§ Material
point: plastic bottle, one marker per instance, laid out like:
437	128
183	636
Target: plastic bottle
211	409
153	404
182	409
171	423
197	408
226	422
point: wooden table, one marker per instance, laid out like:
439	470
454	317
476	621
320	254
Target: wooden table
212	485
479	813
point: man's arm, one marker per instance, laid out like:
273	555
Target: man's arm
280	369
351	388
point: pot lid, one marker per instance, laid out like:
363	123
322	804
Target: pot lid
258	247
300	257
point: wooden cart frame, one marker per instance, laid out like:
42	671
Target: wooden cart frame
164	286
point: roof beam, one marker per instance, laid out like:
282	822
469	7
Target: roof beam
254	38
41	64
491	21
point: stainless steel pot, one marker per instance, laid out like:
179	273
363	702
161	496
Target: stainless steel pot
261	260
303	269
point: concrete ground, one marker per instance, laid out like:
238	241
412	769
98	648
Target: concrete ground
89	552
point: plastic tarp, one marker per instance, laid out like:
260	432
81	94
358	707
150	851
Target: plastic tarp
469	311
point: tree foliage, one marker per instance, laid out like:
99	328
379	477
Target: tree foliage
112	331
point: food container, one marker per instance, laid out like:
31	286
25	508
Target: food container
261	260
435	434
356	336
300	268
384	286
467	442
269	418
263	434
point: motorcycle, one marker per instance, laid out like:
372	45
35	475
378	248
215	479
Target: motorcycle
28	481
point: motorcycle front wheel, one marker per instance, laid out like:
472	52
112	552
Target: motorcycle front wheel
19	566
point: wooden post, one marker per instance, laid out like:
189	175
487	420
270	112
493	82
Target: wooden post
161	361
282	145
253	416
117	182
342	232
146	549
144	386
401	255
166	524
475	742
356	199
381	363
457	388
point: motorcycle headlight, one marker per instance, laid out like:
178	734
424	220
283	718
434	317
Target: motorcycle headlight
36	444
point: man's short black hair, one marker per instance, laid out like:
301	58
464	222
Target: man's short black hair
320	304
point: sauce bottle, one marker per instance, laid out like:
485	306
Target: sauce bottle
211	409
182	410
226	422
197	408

§ Stated exercise
Put every line of the material above into a Markdown table with two columns, Row and Line. Number each row and leave out any blank lines.

§ The answer
| Row | Line |
|---|---|
| 1 | point: plastic bottle, one marker per instance, laid out like: |
| 2 | 437	128 |
| 3 | 183	636 |
| 4 | Target: plastic bottle |
| 5 | 211	409 |
| 6 | 153	404 |
| 7 | 182	409 |
| 8 | 171	423 |
| 9 | 197	408 |
| 10 | 226	422 |
| 11 | point: wooden table, one marker per instance, laid out like: |
| 12 | 439	470 |
| 13 | 454	317 |
| 14 | 476	621 |
| 15 | 320	254 |
| 16 | Target: wooden table |
| 17 | 212	485 |
| 18 | 479	813 |
| 19 | point: man's arm, one marker per instance, laid out like: |
| 20 | 273	555 |
| 21 | Target: man's arm |
| 22 | 280	369 |
| 23 | 351	388 |
| 24 | point: pot lid, one marker per instance, laid out like: |
| 25 | 363	123 |
| 26 | 322	804 |
| 27 | Target: pot lid |
| 28 | 258	247 |
| 29 | 300	257 |
| 30 | point: wooden cart frame, one marker per instance, laid out like: |
| 31 | 42	671 |
| 32 | Target: wooden cart frame |
| 33 | 164	286 |
| 34 | point: roof beam, one marker per instance, laid out like: |
| 35 | 282	822 |
| 36 | 469	7 |
| 37 | Target: roof beam |
| 38 | 254	38 |
| 39 | 41	64 |
| 40 | 491	21 |
| 41 | point: stainless steel pot, one marker per instance, laid out like: |
| 42 | 179	273 |
| 43 | 363	702 |
| 44 | 161	496 |
| 45 | Target: stainless steel pot |
| 46 | 261	260 |
| 47 | 303	269 |
| 48 | point: concrete ground, one marker per instance, laid out like: |
| 49 | 238	241 |
| 50 | 412	769 |
| 51 | 98	648 |
| 52 | Target: concrete ground |
| 53 | 89	552 |
| 54 | point: plastic tarp, one marker per instance, laid out like: |
| 55 | 260	432 |
| 56 | 81	94 |
| 57 | 358	707 |
| 58 | 150	851 |
| 59 | Target: plastic tarp |
| 60 | 469	311 |
| 61 | point: tree foliage, one marker per instance, laid out like: |
| 62 | 99	328 |
| 63 | 379	477 |
| 64 | Target: tree foliage |
| 65 | 112	331 |
| 66 | point: food container, one marker per instance, laid out like: |
| 67 | 31	286 |
| 68 | 25	508 |
| 69 | Target: food container |
| 70 | 261	260 |
| 71 | 435	434 |
| 72 | 356	336 |
| 73 | 300	268 |
| 74 | 384	286 |
| 75 | 467	442 |
| 76 | 269	418 |
| 77 | 263	434 |
| 78 | point: motorcycle, one marker per instance, laid out like: |
| 79 | 372	45 |
| 80 | 35	475 |
| 81 | 378	248 |
| 82 | 215	479 |
| 83 | Target: motorcycle |
| 84 | 28	481 |
| 85 | point: motorcycle front wheel, one marker per instance, laid out like: |
| 86 | 472	52 |
| 87 | 112	552 |
| 88 | Target: motorcycle front wheel |
| 89 | 19	566 |
| 90 | point: wooden post, one marker per instance, laid out like: |
| 91 | 189	175 |
| 92 | 487	420 |
| 93 | 270	112 |
| 94 | 493	82 |
| 95 | Target: wooden post |
| 96 | 161	361 |
| 97 | 282	145 |
| 98 | 253	416 |
| 99 | 117	182 |
| 100 | 342	232 |
| 101 | 146	549 |
| 102 | 144	386 |
| 103 | 401	255 |
| 104 | 166	524 |
| 105 | 475	742 |
| 106 | 356	199 |
| 107 | 381	363 |
| 108 | 457	388 |
| 109 | point: motorcycle headlight, one marker per instance, laid out like: |
| 110 | 178	734 |
| 111 | 424	220 |
| 112 | 283	718 |
| 113 | 434	317 |
| 114 | Target: motorcycle headlight |
| 115 | 36	444 |
| 116 | point: man's short black hair, one marker per instance, laid out like: |
| 117 | 301	58 |
| 118 | 464	222 |
| 119 | Target: man's short black hair |
| 120 | 320	304 |
| 121 | point: sauce bottle, one marker per instance, laid out like: |
| 122 | 485	306 |
| 123 | Target: sauce bottle |
| 124 | 211	409 |
| 125 | 182	410 |
| 126 | 226	422 |
| 127 | 197	408 |